YOUR INSTRUCTIONS:
Only an exact copy of the lines beginning at the one that contains "Target: five-petaled flower" and ending at the last line of the records below counts as the answer.
═════ EXERCISE MATERIALS
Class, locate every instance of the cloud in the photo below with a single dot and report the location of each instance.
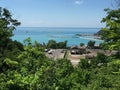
(79, 2)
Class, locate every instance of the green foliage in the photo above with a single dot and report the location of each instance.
(82, 44)
(27, 67)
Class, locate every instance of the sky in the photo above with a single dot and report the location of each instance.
(58, 13)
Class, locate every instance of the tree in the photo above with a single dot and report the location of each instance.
(82, 44)
(7, 25)
(111, 32)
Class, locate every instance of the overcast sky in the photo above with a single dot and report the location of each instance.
(58, 13)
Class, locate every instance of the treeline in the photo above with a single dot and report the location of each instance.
(27, 68)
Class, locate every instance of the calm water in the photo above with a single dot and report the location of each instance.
(58, 34)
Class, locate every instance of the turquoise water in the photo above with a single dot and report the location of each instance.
(59, 34)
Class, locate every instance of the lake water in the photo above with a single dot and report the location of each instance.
(58, 34)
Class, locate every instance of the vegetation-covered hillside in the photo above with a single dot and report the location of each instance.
(27, 67)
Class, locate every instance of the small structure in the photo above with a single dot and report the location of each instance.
(89, 56)
(78, 50)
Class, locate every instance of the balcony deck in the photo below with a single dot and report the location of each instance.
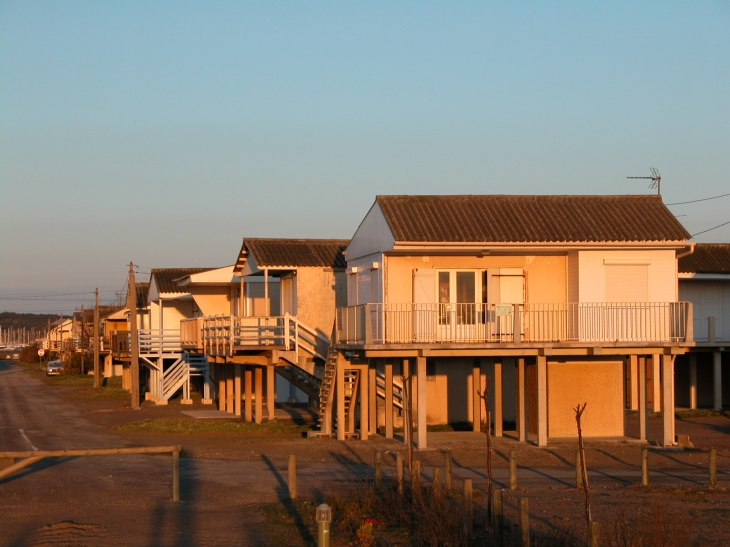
(468, 326)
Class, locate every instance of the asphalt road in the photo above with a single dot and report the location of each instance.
(126, 500)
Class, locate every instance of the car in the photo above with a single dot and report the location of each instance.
(54, 368)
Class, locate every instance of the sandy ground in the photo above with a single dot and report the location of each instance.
(227, 480)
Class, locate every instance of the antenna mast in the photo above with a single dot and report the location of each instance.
(656, 180)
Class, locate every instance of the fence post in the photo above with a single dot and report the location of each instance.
(593, 537)
(399, 472)
(523, 521)
(448, 477)
(644, 467)
(497, 515)
(378, 470)
(512, 470)
(293, 477)
(176, 475)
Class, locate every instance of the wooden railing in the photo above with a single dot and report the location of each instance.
(515, 323)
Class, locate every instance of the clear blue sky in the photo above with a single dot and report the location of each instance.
(164, 132)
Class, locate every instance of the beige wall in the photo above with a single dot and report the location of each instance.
(545, 275)
(662, 266)
(598, 383)
(319, 292)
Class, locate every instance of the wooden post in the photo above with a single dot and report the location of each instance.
(668, 400)
(717, 380)
(378, 470)
(421, 433)
(523, 521)
(388, 399)
(593, 538)
(230, 396)
(476, 380)
(497, 515)
(259, 397)
(134, 349)
(176, 475)
(448, 462)
(512, 470)
(292, 477)
(468, 491)
(541, 400)
(340, 381)
(521, 401)
(373, 397)
(498, 404)
(237, 390)
(643, 390)
(692, 380)
(416, 479)
(271, 392)
(248, 402)
(97, 368)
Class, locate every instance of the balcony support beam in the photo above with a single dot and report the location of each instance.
(542, 429)
(421, 433)
(668, 400)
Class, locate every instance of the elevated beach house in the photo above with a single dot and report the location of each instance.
(536, 303)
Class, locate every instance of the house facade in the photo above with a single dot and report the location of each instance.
(537, 303)
(703, 375)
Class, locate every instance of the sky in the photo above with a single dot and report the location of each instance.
(162, 133)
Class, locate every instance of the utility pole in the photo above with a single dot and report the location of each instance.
(97, 373)
(134, 363)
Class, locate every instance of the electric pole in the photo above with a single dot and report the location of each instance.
(97, 374)
(134, 346)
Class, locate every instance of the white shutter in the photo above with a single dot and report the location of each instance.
(626, 282)
(424, 286)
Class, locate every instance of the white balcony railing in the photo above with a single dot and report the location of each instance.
(498, 323)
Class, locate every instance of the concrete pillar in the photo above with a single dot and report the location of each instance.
(364, 403)
(237, 390)
(633, 370)
(657, 384)
(476, 380)
(271, 392)
(692, 380)
(643, 391)
(717, 380)
(248, 384)
(498, 402)
(421, 437)
(521, 413)
(542, 400)
(259, 397)
(230, 398)
(388, 399)
(668, 400)
(340, 382)
(373, 397)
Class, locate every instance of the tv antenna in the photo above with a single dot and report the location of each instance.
(656, 180)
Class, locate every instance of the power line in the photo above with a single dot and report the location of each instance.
(697, 200)
(710, 229)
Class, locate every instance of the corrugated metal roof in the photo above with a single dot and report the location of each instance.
(707, 258)
(166, 278)
(286, 253)
(521, 219)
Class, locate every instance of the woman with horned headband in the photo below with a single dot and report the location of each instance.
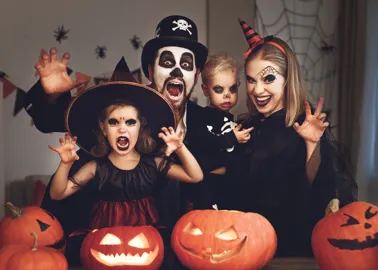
(291, 167)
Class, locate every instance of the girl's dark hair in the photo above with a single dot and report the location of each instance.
(145, 144)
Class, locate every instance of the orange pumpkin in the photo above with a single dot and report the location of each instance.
(20, 257)
(16, 228)
(212, 239)
(347, 238)
(122, 247)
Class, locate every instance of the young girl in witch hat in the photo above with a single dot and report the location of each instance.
(121, 123)
(291, 167)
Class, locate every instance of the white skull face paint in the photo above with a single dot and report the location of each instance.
(174, 73)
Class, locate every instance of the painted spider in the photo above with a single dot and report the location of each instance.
(3, 75)
(100, 51)
(61, 34)
(136, 42)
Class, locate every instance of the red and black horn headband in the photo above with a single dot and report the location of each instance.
(254, 40)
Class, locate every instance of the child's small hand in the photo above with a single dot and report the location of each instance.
(66, 150)
(243, 135)
(173, 141)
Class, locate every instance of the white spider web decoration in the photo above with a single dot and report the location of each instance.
(308, 26)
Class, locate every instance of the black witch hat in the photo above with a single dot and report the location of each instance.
(82, 116)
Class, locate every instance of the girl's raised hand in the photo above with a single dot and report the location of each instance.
(53, 73)
(66, 150)
(173, 141)
(313, 126)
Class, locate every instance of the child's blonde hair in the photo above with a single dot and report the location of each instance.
(216, 63)
(294, 92)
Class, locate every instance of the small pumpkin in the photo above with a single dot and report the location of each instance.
(212, 239)
(21, 257)
(16, 228)
(347, 238)
(139, 247)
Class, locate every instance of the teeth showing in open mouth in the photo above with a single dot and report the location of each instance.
(123, 143)
(175, 89)
(263, 100)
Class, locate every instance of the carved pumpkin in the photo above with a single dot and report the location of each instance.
(139, 247)
(16, 228)
(21, 257)
(212, 239)
(347, 238)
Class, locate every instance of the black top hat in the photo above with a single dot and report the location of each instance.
(85, 109)
(177, 31)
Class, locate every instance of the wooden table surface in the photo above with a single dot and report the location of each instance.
(278, 264)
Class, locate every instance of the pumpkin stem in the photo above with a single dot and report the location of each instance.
(35, 241)
(16, 212)
(332, 207)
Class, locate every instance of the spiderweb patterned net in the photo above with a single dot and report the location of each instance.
(309, 27)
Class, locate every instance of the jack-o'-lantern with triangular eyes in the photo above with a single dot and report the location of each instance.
(347, 238)
(122, 247)
(17, 227)
(212, 239)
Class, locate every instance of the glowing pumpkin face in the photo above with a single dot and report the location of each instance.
(16, 228)
(130, 247)
(348, 238)
(212, 239)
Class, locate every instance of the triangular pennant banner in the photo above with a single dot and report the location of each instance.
(19, 103)
(69, 71)
(8, 87)
(82, 77)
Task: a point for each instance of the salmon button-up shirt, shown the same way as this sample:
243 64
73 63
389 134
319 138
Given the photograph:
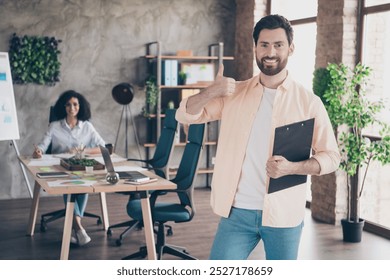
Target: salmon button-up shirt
293 103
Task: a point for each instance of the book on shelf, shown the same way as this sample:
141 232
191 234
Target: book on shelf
169 73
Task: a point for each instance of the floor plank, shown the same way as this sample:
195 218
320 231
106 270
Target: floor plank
319 241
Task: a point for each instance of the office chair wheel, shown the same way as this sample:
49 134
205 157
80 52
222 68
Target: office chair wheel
43 227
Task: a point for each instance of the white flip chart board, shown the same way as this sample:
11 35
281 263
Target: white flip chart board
9 129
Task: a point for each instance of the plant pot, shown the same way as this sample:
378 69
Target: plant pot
352 231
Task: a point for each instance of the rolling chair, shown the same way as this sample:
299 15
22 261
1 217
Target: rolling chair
180 211
158 163
55 215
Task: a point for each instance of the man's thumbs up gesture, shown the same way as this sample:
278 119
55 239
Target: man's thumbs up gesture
222 86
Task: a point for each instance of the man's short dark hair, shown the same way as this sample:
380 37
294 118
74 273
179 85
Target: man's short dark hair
273 22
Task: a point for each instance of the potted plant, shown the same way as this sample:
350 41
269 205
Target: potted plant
350 112
151 90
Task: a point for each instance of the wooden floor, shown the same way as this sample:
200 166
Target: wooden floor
319 241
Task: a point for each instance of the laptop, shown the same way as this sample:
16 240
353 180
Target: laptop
134 176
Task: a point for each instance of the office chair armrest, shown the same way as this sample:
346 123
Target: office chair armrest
136 159
155 194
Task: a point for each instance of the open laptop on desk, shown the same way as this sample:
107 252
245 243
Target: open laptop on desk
133 175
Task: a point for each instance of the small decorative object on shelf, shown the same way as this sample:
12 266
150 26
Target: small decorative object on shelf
112 178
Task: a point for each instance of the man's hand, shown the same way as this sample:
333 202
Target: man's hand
222 86
278 166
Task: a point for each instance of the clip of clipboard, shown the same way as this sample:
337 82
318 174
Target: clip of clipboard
292 141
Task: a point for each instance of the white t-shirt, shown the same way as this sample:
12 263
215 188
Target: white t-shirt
251 188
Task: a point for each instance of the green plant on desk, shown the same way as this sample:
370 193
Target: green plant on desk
82 162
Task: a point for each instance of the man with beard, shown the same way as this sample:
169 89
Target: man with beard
249 112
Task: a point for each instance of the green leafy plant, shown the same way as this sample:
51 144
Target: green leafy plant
351 111
34 59
151 90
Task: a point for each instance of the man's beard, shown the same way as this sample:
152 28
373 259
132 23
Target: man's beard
271 70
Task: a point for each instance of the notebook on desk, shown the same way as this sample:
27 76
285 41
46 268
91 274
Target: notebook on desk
134 176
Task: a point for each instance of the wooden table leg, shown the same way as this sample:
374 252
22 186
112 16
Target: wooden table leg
103 206
67 227
148 225
33 210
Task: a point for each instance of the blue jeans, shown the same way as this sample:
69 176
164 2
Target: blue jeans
80 203
238 235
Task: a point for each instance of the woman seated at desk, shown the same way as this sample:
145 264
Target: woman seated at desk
71 130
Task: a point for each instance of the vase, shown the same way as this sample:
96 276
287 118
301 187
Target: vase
352 231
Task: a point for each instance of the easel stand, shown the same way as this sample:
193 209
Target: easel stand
13 143
126 111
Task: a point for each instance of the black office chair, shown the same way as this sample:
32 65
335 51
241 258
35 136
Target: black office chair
158 163
55 215
179 211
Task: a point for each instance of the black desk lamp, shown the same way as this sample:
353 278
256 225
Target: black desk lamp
123 94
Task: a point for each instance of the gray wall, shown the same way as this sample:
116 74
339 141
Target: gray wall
102 42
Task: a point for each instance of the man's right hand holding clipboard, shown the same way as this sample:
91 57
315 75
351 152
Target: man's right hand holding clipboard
291 160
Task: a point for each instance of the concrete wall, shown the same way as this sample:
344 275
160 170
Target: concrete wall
102 42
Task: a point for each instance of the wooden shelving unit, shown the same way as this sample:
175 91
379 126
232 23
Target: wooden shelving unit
158 58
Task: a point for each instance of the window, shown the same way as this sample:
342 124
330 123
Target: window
293 10
375 45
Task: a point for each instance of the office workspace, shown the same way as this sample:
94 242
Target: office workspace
94 60
86 184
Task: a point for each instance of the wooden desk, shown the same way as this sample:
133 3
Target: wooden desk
100 187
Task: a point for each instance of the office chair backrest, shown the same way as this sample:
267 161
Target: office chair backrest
52 118
189 163
165 143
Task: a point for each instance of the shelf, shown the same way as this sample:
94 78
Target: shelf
189 57
173 171
182 144
193 86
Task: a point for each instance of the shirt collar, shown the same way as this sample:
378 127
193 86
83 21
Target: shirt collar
283 87
79 124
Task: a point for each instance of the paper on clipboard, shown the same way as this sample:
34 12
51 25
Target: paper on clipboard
292 141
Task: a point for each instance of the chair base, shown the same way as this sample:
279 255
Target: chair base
130 225
166 249
55 215
162 247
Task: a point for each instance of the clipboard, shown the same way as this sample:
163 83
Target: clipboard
292 141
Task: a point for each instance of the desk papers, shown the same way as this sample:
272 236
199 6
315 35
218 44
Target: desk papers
292 141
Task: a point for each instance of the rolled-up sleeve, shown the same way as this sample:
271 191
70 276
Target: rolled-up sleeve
183 117
325 146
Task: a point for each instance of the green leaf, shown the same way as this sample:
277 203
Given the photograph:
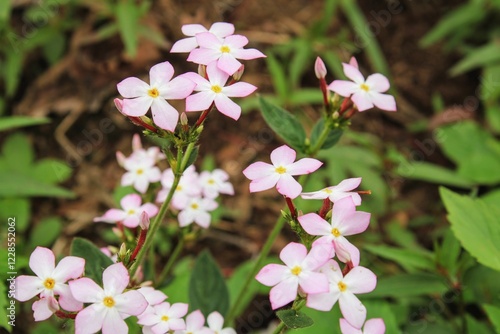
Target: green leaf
284 124
475 151
12 122
294 319
408 285
46 232
493 313
207 289
475 224
332 138
95 260
51 171
411 260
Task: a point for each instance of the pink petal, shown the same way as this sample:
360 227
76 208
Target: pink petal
42 262
200 101
313 283
115 279
288 186
179 88
323 301
374 326
239 89
343 88
131 201
132 87
293 254
160 74
184 45
222 29
362 101
227 107
346 328
353 73
113 323
236 41
85 290
164 115
131 302
283 293
377 83
203 56
384 101
313 224
69 267
272 274
247 54
136 107
28 287
89 320
228 63
352 309
303 166
258 170
283 155
193 29
360 280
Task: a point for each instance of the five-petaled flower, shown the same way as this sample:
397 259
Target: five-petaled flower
364 93
140 96
265 176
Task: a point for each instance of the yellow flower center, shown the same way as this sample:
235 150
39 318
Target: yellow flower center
216 89
365 87
336 232
49 283
280 170
153 92
108 301
296 270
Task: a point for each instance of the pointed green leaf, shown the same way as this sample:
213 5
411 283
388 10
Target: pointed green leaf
294 319
475 224
286 125
95 260
207 289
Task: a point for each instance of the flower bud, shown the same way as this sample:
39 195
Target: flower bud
319 68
══════════
REPLY TO THE TASK:
Target: five-petaled flower
364 93
140 96
265 176
Task: a point for each instance of the yellow flower center, shown the same way as this sample:
235 150
39 318
Target: yellow flower center
216 89
365 87
336 232
49 283
280 170
153 92
108 301
296 270
Task: a point for each instance of the pointed green leaf, shown the same way as this sample:
213 5
411 283
388 10
Target: pointed green leaf
294 319
475 224
286 125
95 260
207 289
Task: a point for each instance of the flower bud, shown the same way as this sample:
39 195
Target: flower bud
319 68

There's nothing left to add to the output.